**Dataset items**
===============
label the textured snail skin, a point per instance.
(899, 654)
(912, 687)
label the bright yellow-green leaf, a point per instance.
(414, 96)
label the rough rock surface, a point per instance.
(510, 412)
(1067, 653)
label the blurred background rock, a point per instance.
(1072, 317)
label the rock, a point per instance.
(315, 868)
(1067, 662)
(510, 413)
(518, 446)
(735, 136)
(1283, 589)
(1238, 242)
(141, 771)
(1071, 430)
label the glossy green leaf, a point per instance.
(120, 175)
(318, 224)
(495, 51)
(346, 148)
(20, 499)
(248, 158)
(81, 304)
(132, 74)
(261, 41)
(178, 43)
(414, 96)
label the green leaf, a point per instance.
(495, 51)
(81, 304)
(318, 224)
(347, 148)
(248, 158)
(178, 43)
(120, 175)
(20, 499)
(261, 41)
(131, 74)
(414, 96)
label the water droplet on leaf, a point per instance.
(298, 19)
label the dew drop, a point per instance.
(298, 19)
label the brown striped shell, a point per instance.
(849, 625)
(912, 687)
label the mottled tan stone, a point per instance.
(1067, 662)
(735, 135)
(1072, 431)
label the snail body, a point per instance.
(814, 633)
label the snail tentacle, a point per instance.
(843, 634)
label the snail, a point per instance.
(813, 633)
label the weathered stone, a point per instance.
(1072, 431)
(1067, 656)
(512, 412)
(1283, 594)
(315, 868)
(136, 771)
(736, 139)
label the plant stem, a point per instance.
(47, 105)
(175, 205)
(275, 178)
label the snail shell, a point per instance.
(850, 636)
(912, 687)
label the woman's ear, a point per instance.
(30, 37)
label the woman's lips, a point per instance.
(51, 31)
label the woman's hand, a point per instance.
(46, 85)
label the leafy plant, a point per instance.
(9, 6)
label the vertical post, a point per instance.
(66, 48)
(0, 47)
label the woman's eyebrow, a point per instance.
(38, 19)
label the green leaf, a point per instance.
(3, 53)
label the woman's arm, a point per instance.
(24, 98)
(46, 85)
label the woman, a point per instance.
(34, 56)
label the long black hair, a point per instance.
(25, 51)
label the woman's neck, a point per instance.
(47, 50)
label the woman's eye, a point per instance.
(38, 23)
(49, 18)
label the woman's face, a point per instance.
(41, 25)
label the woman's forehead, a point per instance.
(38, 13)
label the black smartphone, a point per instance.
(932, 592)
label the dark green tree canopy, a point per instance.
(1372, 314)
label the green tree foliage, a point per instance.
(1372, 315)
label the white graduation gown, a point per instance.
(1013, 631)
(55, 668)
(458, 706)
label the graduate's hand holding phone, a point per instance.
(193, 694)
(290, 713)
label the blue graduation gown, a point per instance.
===============
**EXERCISE PROMPT**
Reproduce the listing above, switching every "a point per instance" to "one point for each instance" and leaving everything else unchanged.

**FULL SOLUTION**
label the textured snail skin, one point for each instance.
(899, 654)
(912, 687)
label the bright yellow-green leaf, one point for each instance.
(414, 96)
label the rough rock surface, one point for each instance.
(510, 412)
(1067, 653)
label the blurred background rock, one point for each instance.
(1072, 317)
label the rock, one point for each instance.
(315, 868)
(1067, 662)
(510, 413)
(518, 446)
(735, 136)
(1283, 589)
(1238, 242)
(141, 771)
(1071, 430)
label the glossy green leaf, one point for each instance.
(120, 175)
(318, 224)
(495, 51)
(346, 148)
(20, 499)
(248, 158)
(81, 304)
(132, 74)
(261, 41)
(178, 43)
(414, 96)
label the green leaf, one point for each instance.
(495, 51)
(81, 304)
(318, 224)
(347, 148)
(248, 158)
(178, 43)
(120, 175)
(20, 499)
(261, 41)
(131, 74)
(414, 96)
label the water droplet on leaf, one point for each instance.
(298, 19)
label the dew drop, one point for each instance.
(298, 19)
label the brown striped shell, one point for each instance.
(849, 625)
(912, 687)
label the mottled tan stone, one point for each instance.
(1067, 662)
(735, 135)
(1072, 431)
label the snail body, one point for each instance.
(814, 633)
label the snail tentacle, one point for each instance.
(843, 634)
label the snail, one point for each instance.
(813, 633)
label the weathered stone, one point for each instance.
(1072, 431)
(1067, 656)
(512, 412)
(1283, 594)
(315, 868)
(136, 771)
(736, 139)
label the plant stem, one point for each instance.
(47, 105)
(175, 205)
(275, 178)
label the snail shell, one point for each instance.
(850, 636)
(912, 687)
label the woman's ear, one point for each instance.
(30, 37)
label the woman's lips, one point for each instance.
(51, 31)
label the woman's hand, one point for each instance.
(46, 85)
label the leafy plant, one point for each instance.
(9, 6)
label the vertical post, one point for each instance.
(66, 48)
(0, 47)
label the woman's eyebrow, one point for each instance.
(38, 19)
label the green leaf, one point for each instance.
(3, 53)
label the woman's arm, one point for each instance.
(24, 98)
(46, 85)
label the woman, one point for each instance.
(34, 56)
label the long black hair, one point for each instance.
(25, 51)
label the woman's neck, one point for each instance.
(47, 50)
label the woman's eye, one point for each instance.
(38, 23)
(49, 18)
label the woman's face, one point for each instance.
(41, 25)
label the woman's forehead, one point for each instance.
(38, 13)
label the black smartphone, one point for each instance.
(932, 592)
label the dark green tree canopy, one point for each instance.
(1372, 314)
label the green tree foliage, one point for each instance.
(1372, 315)
label the white graduation gown, one point for each instance.
(1013, 631)
(55, 668)
(458, 706)
label the graduate's hand holding phone, one point for each instance.
(193, 694)
(290, 713)
label the blue graduation gown, one point for each instance.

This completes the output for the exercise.